_Work instructions:_ Output the material beneath exactly, leaving nothing out.

** START OF Records for this task **

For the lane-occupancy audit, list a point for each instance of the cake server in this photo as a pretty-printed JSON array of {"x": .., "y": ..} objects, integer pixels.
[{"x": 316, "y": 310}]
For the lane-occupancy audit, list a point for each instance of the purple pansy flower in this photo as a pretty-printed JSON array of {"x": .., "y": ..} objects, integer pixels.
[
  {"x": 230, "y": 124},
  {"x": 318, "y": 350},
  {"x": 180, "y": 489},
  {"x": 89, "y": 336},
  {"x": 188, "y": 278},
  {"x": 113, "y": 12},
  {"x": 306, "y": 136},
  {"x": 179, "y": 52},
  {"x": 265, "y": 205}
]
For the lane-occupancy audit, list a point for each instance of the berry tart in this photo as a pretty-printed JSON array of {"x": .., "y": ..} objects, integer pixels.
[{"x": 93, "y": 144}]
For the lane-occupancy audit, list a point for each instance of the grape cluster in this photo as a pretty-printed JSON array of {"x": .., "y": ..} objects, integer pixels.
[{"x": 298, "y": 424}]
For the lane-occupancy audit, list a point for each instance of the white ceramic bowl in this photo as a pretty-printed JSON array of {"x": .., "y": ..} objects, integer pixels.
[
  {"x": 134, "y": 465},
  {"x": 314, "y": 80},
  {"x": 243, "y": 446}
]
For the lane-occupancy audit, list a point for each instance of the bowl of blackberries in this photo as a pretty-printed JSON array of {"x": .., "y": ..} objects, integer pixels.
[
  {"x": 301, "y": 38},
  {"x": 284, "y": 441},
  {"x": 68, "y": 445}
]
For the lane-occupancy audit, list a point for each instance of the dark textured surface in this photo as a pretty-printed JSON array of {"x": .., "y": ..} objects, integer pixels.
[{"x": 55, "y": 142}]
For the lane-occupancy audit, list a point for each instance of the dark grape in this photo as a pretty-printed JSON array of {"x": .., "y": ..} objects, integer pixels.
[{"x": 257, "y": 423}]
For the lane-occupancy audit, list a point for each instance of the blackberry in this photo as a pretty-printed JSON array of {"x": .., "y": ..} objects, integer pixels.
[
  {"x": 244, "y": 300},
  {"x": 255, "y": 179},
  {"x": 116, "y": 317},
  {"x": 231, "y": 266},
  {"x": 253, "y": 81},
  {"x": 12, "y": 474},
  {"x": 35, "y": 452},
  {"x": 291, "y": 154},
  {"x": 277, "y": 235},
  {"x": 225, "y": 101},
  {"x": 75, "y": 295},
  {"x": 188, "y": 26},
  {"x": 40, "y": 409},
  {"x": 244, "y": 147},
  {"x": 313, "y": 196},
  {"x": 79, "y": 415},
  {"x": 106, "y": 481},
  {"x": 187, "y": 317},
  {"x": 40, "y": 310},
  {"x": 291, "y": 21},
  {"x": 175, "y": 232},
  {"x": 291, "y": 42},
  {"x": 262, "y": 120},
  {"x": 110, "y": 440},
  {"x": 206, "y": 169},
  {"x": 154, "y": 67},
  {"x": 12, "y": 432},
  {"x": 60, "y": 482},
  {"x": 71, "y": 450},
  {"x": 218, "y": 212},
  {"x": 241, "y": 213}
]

** END OF Records for this task **

_Exercise solution:_
For the lane-occupancy audit, list a point for each instance of the cake server in this photo as a pretty-printed JSON array of {"x": .., "y": ..} objects, integer pixels.
[{"x": 316, "y": 310}]
For the lane-occupancy audit, list a point for each instance of the purple pansy flower in this photo as a pretty-printed JSON array of {"x": .., "y": ..} objects, integer pixels.
[
  {"x": 230, "y": 124},
  {"x": 318, "y": 350},
  {"x": 180, "y": 489},
  {"x": 89, "y": 336},
  {"x": 188, "y": 278},
  {"x": 113, "y": 12},
  {"x": 306, "y": 136},
  {"x": 179, "y": 52},
  {"x": 265, "y": 205}
]
For the lane-occupancy audit, list a point for each instance of the berry tart in this photo as a pretty-printed JSON array of {"x": .., "y": ..} objects, integer pixels.
[{"x": 93, "y": 144}]
For the lane-occupancy audit, list a point for each instance of the grape cluster in this photo as a pretty-printed JSON array of {"x": .., "y": ..} objects, integer pixels.
[{"x": 298, "y": 424}]
For the lane-occupancy audit, list a point for each instance of the white ceramic bowl in this photo as a pretty-printed JSON array of {"x": .., "y": ..} objects, integer pixels.
[
  {"x": 134, "y": 465},
  {"x": 314, "y": 80},
  {"x": 243, "y": 446}
]
For the lane-occupancy audit, list a point for each instance of the bowl of blackberries in this photo as a pretty-printed JSON array of {"x": .., "y": ..} objects, integer pixels.
[
  {"x": 301, "y": 38},
  {"x": 284, "y": 441},
  {"x": 68, "y": 445}
]
For the lane-occupancy audit, list a point for each instance of the dark textured surface in this photo as a pretty-printed JSON array of {"x": .., "y": ..} objects, integer pixels.
[{"x": 55, "y": 142}]
For the lane-occupancy audit, list a point for each instance of the dark grape in this photo as a pretty-printed JSON array of {"x": .., "y": ..} objects, integer pixels.
[{"x": 257, "y": 423}]
For the lane-occupancy audit, list a point for each instance of the blackberry in this photo as a pretty-printed JSON array of {"x": .., "y": ..} objects, integer pixels.
[
  {"x": 244, "y": 300},
  {"x": 255, "y": 179},
  {"x": 116, "y": 317},
  {"x": 231, "y": 266},
  {"x": 253, "y": 81},
  {"x": 12, "y": 474},
  {"x": 35, "y": 452},
  {"x": 291, "y": 154},
  {"x": 277, "y": 235},
  {"x": 225, "y": 101},
  {"x": 75, "y": 295},
  {"x": 188, "y": 26},
  {"x": 40, "y": 409},
  {"x": 244, "y": 147},
  {"x": 313, "y": 196},
  {"x": 79, "y": 415},
  {"x": 106, "y": 481},
  {"x": 187, "y": 317},
  {"x": 40, "y": 310},
  {"x": 291, "y": 21},
  {"x": 175, "y": 232},
  {"x": 291, "y": 42},
  {"x": 262, "y": 120},
  {"x": 110, "y": 440},
  {"x": 206, "y": 169},
  {"x": 154, "y": 67},
  {"x": 12, "y": 432},
  {"x": 60, "y": 482},
  {"x": 71, "y": 450},
  {"x": 218, "y": 212},
  {"x": 241, "y": 213}
]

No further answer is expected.